— start of Passage given —
Thanks Andrew, I forgot about that.

It looks like the patch which added synchronization documentation requested
by Michal may not have be picked up.
https://lore.kernel.org/linux-mm/[email protected]/

If you still need to add that patch, I could redo and add the page[1]->private
documentation request mentioned here. Just let me know what is the easiest for
you.
--
Mike Kravetz

2021-02-24 02:12:57

by Andrew Morton

[permalink] [raw]

Subject: Re: [RFC] linux-next panic in hugepage_subpool_put_pages()

On Tue, 23 Feb 2021 17:29:48 -0800 Mike Kravetz <[email protected]> wrote:

> >> I will do a bit more verification and put together a patch (it should
> >> be simple).
> >
> > There's also Michel's documentation request:
> > https://lkml.kernel.org/r/[email protected]
> >
>
> Thanks Andrew, I forgot about that.
>
> It looks like the patch which added synchronization documentation requested
> by Michal may not have be picked up.
> https://lore.kernel.org/linux-mm/[email protected]/

OK, I grabbed that.
— end of Passage given —
— start of Information shown —
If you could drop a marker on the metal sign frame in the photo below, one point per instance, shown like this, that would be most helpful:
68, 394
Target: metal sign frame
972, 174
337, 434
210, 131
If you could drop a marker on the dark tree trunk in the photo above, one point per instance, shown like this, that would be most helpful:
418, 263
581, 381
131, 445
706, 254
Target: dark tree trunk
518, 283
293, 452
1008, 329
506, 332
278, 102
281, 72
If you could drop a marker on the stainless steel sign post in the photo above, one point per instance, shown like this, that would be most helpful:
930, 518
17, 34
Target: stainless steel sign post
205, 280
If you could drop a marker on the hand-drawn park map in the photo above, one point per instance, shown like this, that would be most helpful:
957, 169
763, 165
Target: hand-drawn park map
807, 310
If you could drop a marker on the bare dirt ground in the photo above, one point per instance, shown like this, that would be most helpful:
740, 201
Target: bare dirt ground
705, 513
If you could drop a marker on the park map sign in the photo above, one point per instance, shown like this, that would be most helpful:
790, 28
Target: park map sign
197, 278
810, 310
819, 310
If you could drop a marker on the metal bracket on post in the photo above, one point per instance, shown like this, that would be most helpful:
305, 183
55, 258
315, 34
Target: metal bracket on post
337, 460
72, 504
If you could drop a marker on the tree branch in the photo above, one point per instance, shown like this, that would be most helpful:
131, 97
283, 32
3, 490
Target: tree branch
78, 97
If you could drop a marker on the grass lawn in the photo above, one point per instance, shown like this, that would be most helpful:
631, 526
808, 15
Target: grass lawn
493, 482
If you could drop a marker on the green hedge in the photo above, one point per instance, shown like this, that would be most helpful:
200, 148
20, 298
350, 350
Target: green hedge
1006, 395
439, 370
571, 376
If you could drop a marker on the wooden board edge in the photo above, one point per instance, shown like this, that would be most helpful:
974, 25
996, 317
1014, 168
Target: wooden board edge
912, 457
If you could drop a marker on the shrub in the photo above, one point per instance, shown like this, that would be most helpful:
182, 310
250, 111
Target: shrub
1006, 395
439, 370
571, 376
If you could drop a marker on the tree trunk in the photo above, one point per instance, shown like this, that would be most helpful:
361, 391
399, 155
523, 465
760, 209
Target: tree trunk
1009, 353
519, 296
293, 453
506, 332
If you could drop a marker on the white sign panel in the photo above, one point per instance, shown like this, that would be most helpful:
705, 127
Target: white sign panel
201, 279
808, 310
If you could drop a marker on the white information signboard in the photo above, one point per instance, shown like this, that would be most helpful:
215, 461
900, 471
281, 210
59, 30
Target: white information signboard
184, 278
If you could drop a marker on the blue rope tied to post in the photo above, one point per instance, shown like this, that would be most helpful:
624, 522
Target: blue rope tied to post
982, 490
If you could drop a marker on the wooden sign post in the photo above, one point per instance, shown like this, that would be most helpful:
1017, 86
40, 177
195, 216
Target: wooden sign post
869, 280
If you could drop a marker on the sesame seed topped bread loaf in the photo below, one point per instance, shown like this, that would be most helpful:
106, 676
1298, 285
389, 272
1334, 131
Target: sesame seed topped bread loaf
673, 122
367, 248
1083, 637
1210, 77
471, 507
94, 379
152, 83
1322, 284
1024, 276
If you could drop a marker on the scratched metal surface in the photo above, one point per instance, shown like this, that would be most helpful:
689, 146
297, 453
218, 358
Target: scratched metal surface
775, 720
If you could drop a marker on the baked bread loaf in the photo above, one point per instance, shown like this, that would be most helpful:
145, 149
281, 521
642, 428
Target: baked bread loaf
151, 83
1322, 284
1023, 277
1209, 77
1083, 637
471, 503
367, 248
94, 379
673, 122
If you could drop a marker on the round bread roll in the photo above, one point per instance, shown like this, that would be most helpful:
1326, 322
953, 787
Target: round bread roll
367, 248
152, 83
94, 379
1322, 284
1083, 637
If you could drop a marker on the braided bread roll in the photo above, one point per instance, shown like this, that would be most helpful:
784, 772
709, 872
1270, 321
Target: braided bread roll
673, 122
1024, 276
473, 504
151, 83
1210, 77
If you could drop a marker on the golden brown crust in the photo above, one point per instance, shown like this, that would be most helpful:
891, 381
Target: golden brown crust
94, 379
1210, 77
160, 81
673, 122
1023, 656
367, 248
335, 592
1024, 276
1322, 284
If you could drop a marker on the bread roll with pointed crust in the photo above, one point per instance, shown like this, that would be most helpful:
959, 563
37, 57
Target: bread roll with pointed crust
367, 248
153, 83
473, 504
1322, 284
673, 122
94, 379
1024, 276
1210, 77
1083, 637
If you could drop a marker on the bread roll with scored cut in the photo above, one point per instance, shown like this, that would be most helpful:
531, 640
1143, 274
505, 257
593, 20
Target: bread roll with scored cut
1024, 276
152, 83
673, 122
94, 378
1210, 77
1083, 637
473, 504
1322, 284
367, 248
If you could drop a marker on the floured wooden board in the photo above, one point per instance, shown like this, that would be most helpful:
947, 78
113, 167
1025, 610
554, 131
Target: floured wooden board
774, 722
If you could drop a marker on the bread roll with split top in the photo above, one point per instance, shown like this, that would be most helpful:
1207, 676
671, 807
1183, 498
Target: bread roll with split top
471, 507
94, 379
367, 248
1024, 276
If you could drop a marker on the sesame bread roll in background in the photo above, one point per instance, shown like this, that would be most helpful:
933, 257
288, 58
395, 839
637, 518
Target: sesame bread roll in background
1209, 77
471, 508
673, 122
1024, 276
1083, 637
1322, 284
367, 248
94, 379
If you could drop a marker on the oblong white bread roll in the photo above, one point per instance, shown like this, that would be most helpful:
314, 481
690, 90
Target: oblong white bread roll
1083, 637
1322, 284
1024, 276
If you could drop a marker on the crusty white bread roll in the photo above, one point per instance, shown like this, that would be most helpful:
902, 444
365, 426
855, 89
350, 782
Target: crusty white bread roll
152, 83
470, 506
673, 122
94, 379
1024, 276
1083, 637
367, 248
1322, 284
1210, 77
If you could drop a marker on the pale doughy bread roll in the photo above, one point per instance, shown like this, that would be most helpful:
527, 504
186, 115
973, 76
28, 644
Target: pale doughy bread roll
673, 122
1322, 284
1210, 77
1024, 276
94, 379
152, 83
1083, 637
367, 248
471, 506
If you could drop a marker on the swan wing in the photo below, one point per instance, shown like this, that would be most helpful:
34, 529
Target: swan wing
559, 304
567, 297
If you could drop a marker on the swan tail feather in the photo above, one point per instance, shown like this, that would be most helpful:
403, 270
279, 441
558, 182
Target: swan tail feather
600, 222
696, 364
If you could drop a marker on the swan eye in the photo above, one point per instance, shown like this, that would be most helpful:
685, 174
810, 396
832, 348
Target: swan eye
— end of Information shown —
▶ _Written exercise_
Carry the mailing-list thread about the linux-next panic in hugepage_subpool_put_pages() forward from its last line. The records play no part here.

▶ _Answer to the task_
> If you still need to add that patch, I could redo and add the page[1]->private
> documentation request mentioned here. Just let me know what is the easiest for
> you.

Please send along an additional patch?

2021-02-24 05:39:33

by Andrew Morton

[permalink] [raw]

Subject: Re: [RFC] linux-next panic in hugepage_subpool_put_pages()

On Tue, 23 Feb 2021 10:06:12 -0800 Mike Kravetz <[email protected]> wrote:

> On 2/23/21 6:57 AM, Gerald Schaefer wrote:
> > Hi,
> >
> > LTP triggered a panic on s390 in hugepage_subpool_put_pages() with
> > linux-next 5.12.0-20210222, see below.
> >
> > It crashes on the spin_lock(&spool->lock) at the beginning, because the
> > passed-in *spool points to 0000004e00000000, which is not addressable
> > memory. It rather looks like some flags and not a proper address. I suspect
> > some relation to the recent rework in that area, e.g. commit f1280272ae4d
> > ("hugetlb: use page.private for hugetlb specific page flags").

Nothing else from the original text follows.